==== Vorliegender Text ====

Pacinos Einsamkeit in Michael Manns Insider hat einmal mehr mit seinem Beruf zu tun. Er spielt Lowell Bergman, den Produzenten des berühmten CBS-Nachrichtenmagazins 60 Minutes. Und für alle, die noch nie etwas von 60 Minutes gehört haben, zeigt Insider gleich in den ersten Minuten, dass es sich bei Bergman und seinem Kollegen Mike Wallace (Christopher Plummer) um die letzten Dinosaurier des politisch ambitionierten TV-Journalismus handelt: Selbst ein mächtiger Hizbullah-Führer und dessen grimmige Leibwächter müssen sich für ein Interview ihrem Willen unterordnen. Derart vorbereitet, kann eine Geschichte beginnen, die vom Kampf um Recht, Wahrheit und Integrität handelt und die außerdem „auf wahren Begebenheiten“ beruht.

Eine Kinolegende, die ihre Geschichte verloren hat

Diese Geschichte wird jedoch erst spät die Geschichte von Lowell Bergman werden. Lange Zeit handelt sie vor allem von Jeffrey Wigand (Russell Crowe), der als Hauptbelastungszeuge einen Prozess gegen die Tabakindustrie anstrengt. Sie erzählt von jenem Tag, an dem Wigand als einer der führenden Wissenschaftler des Tabakkonzerns Brown & Williamson entlassen wird, und von jenem Moment, als er sich dazu entschließt, sein Insiderwissen mithilfe von Bergmans 60 Minutes gegen den Konzern zu richten.

Eine Kamera mit extremer Tiefenschärfe zieht uns in die Komplexität einer Familie hinein. Wigands trotziger Entschluss, seine Entlassung mit der Veröffentlichung skandalöser Informationen über Brown & Williamson zu beantworten, wirkt sich unmittelbar auch auf seine Frau Liane (Diane Venora) und ihre beiden Kinder aus. Ähnlich der Kameraperspektive, die immer wieder an Hinterköpfen vorbei ihre Objekte in den Blick nimmt, hat Wigand seine Entscheidung über die Köpfe der Familie hinweg getroffen. Sein Schritt bedeutet sowohl den Verlust des Hauses und anderer Sicherheiten als auch ein neues Leben unter dem Druck des Konzerns, der von Psychoterror bis zur direkten Bedrohung reicht. Im Augenblick, in dem die Familie zerbricht, stellt sich die Frage nach dem Verhältnis von Entscheidung und Konsequenz. Jeffrey Wigands Rachefeldzug gegen Brown & Williamson ist nicht der heroische und symbolische Kampf Davids gegen Goliath. Vielmehr wird darin auch die eigensinnige Entscheidung eines Einzelnen erkennbar, der genau darüber erst zu einem Einzelnen wird. „Ich will bei meinem Ehemann bleiben“, lauten Lianes Abschiedsworte, „aber ich glaube, ich bin dazu nicht mehr in der Lage.“

All by myself: Die Auseinandersetzung mit den Verbrechen der Tabakindustrie, ihrer gezielten Manipulation des Nikotingehalts, um Kunden abhängig zu machen, bilden in Insider lediglich einen realen Hintergrund, vor dem zwei Formen von Einsamkeit einander gegenübergestellt werden. Anders aber als in Manns Heat, in dem die beiden Protagonisten (Pacino und De Niro) zwei fast in sich geschlossene Filme zu einem verbunden hatten, bleiben Russell Crowe und Al Pacino streng voneinander getrennt. Selbst in ihren wenigen gemeinsamen Szenen, in denen Wigand sein Wissen an Bergman weitergibt und Bergman ihm die Spielregeln ihrer Zusammenarbeit erklärt, berühren sie sich kaum. Kein Zufall, dass sie fast nur über das Telefon oder gar per Fax miteinander verbunden sind. Es ist, als passten beide nicht in ein gemeinsames Bild; als hätte sich Insider ständig aufs Neue zu entscheiden, wessen Geschichte er erzählen will.

==== Liste der Einträge ====

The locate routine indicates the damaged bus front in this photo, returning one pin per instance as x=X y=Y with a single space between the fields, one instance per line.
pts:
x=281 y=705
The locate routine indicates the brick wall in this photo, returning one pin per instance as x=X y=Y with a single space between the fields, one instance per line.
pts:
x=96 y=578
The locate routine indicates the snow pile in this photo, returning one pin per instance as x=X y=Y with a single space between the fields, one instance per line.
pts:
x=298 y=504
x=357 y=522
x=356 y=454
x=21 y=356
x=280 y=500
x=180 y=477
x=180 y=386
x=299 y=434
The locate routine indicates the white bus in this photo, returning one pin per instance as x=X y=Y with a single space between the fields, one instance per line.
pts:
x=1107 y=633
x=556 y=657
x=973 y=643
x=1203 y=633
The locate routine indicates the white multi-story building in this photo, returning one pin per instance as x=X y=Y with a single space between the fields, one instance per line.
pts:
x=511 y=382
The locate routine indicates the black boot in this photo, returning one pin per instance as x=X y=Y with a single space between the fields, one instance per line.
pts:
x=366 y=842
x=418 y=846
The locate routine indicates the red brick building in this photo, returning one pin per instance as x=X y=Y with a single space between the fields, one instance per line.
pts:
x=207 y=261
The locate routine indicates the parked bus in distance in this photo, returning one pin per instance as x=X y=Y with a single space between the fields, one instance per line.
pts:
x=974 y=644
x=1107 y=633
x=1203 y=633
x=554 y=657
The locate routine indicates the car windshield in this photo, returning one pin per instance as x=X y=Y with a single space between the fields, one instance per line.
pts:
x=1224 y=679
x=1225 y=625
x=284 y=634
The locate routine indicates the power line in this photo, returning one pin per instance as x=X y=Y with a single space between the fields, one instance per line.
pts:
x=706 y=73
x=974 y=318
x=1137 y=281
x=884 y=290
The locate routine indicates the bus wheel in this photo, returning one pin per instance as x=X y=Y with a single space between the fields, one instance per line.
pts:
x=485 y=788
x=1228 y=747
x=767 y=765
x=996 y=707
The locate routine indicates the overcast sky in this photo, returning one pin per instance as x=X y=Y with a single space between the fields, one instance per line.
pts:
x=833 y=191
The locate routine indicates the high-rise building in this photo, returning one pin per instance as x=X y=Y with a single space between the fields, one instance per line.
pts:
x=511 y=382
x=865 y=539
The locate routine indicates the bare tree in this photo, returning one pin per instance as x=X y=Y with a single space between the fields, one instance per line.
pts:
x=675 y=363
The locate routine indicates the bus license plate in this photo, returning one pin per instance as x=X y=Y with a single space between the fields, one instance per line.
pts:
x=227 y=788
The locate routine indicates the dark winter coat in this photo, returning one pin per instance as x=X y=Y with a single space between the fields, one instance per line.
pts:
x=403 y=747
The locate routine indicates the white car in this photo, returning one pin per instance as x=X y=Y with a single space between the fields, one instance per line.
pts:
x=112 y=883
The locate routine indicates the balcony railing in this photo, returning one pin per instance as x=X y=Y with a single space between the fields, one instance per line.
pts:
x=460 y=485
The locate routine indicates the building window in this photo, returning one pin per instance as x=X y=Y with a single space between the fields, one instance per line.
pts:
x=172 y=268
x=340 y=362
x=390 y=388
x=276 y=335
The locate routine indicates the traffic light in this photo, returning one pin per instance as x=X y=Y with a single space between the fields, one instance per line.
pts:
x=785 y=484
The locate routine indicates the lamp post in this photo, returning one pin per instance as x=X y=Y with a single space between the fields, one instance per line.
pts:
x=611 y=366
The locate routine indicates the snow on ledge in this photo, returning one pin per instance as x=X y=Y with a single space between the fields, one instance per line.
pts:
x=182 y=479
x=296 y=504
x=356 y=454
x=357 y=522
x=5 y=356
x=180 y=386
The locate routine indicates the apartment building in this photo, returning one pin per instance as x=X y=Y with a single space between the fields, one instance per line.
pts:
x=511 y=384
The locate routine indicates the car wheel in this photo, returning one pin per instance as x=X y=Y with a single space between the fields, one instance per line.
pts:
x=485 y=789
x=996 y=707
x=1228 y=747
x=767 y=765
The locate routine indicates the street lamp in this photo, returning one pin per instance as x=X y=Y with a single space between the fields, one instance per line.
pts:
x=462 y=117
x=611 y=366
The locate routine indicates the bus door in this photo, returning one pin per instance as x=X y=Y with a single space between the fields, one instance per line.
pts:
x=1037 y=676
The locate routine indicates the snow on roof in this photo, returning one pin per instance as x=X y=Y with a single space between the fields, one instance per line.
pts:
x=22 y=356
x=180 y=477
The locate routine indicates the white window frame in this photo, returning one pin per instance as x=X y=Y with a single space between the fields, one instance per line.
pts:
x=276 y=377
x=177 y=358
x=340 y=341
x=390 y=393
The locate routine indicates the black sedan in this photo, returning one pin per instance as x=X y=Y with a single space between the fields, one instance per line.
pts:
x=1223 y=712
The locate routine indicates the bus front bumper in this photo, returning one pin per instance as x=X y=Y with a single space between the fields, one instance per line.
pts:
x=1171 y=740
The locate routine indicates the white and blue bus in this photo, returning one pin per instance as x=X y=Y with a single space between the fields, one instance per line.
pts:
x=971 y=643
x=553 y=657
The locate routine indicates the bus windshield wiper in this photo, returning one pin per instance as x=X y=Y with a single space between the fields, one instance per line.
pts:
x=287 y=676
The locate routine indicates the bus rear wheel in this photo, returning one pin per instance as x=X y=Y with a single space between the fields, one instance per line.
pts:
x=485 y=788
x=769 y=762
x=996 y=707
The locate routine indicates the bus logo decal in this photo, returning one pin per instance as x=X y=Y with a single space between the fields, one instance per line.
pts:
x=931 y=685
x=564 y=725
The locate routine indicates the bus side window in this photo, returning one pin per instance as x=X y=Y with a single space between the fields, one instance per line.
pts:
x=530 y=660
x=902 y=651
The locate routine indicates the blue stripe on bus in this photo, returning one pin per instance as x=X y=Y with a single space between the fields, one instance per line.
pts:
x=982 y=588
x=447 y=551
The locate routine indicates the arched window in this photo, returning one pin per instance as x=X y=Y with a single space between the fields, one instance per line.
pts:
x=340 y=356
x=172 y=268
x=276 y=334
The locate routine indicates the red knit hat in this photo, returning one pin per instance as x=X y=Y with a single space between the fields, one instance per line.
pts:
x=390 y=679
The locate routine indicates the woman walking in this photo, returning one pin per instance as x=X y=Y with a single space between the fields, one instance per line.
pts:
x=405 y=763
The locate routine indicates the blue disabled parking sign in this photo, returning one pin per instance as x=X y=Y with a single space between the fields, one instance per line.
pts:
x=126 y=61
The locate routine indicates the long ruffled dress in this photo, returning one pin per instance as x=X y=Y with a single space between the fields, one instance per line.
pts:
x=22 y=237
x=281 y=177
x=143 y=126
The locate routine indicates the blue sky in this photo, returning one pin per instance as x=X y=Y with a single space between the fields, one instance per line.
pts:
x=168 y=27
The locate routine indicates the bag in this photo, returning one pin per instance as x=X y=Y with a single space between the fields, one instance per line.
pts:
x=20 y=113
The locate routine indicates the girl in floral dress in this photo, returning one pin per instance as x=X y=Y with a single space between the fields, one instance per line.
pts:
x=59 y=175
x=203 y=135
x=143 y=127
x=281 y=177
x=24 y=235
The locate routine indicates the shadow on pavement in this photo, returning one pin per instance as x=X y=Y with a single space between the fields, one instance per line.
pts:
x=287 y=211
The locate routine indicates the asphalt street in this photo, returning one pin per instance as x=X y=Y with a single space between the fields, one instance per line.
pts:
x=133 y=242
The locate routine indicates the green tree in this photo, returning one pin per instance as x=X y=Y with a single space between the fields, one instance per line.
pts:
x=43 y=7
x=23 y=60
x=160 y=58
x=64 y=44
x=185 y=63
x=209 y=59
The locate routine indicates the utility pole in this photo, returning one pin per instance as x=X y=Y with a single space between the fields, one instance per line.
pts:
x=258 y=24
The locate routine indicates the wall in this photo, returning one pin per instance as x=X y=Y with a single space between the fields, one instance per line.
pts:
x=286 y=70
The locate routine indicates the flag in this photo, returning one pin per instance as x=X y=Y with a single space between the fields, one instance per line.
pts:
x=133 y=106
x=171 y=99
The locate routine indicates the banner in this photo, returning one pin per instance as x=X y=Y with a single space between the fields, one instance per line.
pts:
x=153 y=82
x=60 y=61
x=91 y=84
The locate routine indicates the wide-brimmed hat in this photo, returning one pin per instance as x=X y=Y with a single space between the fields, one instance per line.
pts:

====

Aufgaben>
[a] Schreiben Sie aus dem Text über den Film Insider die Stelle von "Eine Kinolegende, die" bis "Konzern zu richten." ab.
[b] Nennen Sie alle Figuren des Films Insider, die im Text über den Film namentlich vorkommen.
[c] Führen Sie den Text über den Film Insider nach seinem letzten Satz weiter.

Lösungen pro Aufgabe>
[a]
Eine Kinolegende, die ihre Geschichte verloren hat

Diese Geschichte wird jedoch erst spät die Geschichte von Lowell Bergman werden. Lange Zeit handelt sie vor allem von Jeffrey Wigand (Russell Crowe), der als Hauptbelastungszeuge einen Prozess gegen die Tabakindustrie anstrengt. Sie erzählt von jenem Tag, an dem Wigand als einer der führenden Wissenschaftler des Tabakkonzerns Brown & Williamson entlassen wird, und von jenem Moment, als er sich dazu entschließt, sein Insiderwissen mithilfe von Bergmans 60 Minutes gegen den Konzern zu richten.

[b] Lowell Bergman, Mike Wallace, Jeffrey Wigand, Liane

[c]
Ein gleichberechtigtes Nebeneinander beider Figuren wird es am Ende nicht geben. Der Film will einer werden, und indem sich Insider zum Schluss immer stärker auf Al Pacino konzentriert, hat er sich zugleich für eine einfachere, mythische Form der Einsamkeit entschieden. Hatten wir mit dem undurchsichtigen Jeffrey Wigand die Entstehung und die komplexen Hintergründe einer ganz persönlichen Einsamkeit verfolgt, so erleben wir mit Lowell Bergman eine Art Reaktivierung des alten Al-Pacino-Helden. Diesmal reitet er ein letztes Hurra für den investigativen Journalismus, zuletzt ganz und gar verlassen von seinen Kollegen, die zuvor noch auf seiner Seite gestanden hatten. Als sich der Druck des Tabakkonzerns auch auf seinen Sender auswirkt, erweist sich Bergman als der letzte Gerechte: ein Bollwerk integrer Männlichkeit, dem seine Frau bestenfalls eine emotionale Stütze ist. All by himself.

Damit begegnet uns in Lowell Bergman zugleich ein Heldenideal des New Hollywood der siebziger Jahre. Die beiden Unbestechlichen Dustin Hoffmann und Robert Redford sind ebenso Vertreter dieses Ideals wie Warren Beatty, der Zeuge einer Verschwörung. Sie und die Idee vom Kampf gegen ein korruptes System sind mit Pacino alt geworden – so wie die gesamte Redaktion von 60 Minutes, deren jüngstes Mitglied eben der Mittfünfziger Lowell Bergman ist.

„Fuck the rules.’“, schreit dieser schließlich seinem älteren Kollegen Wallace entgegen und zelebriert einen sauberen, mahnenden Abgang aus dem Nachrichtengeschäft. Ein Abgang, so seltsam unbeschadet und erhobenen Hauptes, dass diese Rückkehr zu den Wurzeln des Al-Pacino-Heldentyps zugleich dessen eigene Geschichte und die des New Hollywood verrät. Während sein Gegenüber Jeffrey Wigand Opfer und Miterzeuger jener Verhältnisse ist, die sein Leben zerstört haben, scheint Lowell Bergman von ihnen merkwürdig unberührt. Unbefleckt gebiert sich der Pacino-Held selbst jenseits aller komplexen Strukturen von Schuld und Sehnen, in denen Wigand stets gefangen bleibt.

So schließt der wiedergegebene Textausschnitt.